▶ [PROVIDED DATA]:
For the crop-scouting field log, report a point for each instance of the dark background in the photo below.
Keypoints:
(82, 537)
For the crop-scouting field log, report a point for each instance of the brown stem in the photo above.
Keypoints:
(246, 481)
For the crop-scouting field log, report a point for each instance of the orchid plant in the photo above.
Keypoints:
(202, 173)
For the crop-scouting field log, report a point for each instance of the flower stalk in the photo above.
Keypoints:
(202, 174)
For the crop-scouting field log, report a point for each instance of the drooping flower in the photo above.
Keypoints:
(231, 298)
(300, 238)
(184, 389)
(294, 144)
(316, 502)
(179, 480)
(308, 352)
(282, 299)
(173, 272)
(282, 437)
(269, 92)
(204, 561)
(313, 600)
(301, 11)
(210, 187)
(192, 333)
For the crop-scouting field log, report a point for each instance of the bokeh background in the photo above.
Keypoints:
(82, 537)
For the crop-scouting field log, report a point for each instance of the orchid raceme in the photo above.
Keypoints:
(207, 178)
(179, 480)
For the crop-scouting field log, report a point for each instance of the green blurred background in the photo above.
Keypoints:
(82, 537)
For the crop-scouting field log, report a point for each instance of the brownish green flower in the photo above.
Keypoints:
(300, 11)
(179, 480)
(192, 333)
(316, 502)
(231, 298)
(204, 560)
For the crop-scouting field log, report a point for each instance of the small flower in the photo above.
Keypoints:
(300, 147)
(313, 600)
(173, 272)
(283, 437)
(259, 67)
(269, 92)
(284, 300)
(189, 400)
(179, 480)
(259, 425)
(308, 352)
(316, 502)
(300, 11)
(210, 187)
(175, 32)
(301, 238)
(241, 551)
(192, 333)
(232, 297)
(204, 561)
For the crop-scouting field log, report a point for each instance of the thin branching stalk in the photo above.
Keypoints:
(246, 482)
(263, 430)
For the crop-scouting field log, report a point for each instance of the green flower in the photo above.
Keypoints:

▶ [WORK TASK]:
Pick from the records each line that contains the word "orchid" and show it.

▶ [TASK OUTPUT]:
For the crop-scouting field log, report a point for each instance of the orchid plant in the photo above.
For the crop-scouting field log, report a point for each instance of the orchid raceme in the photo above.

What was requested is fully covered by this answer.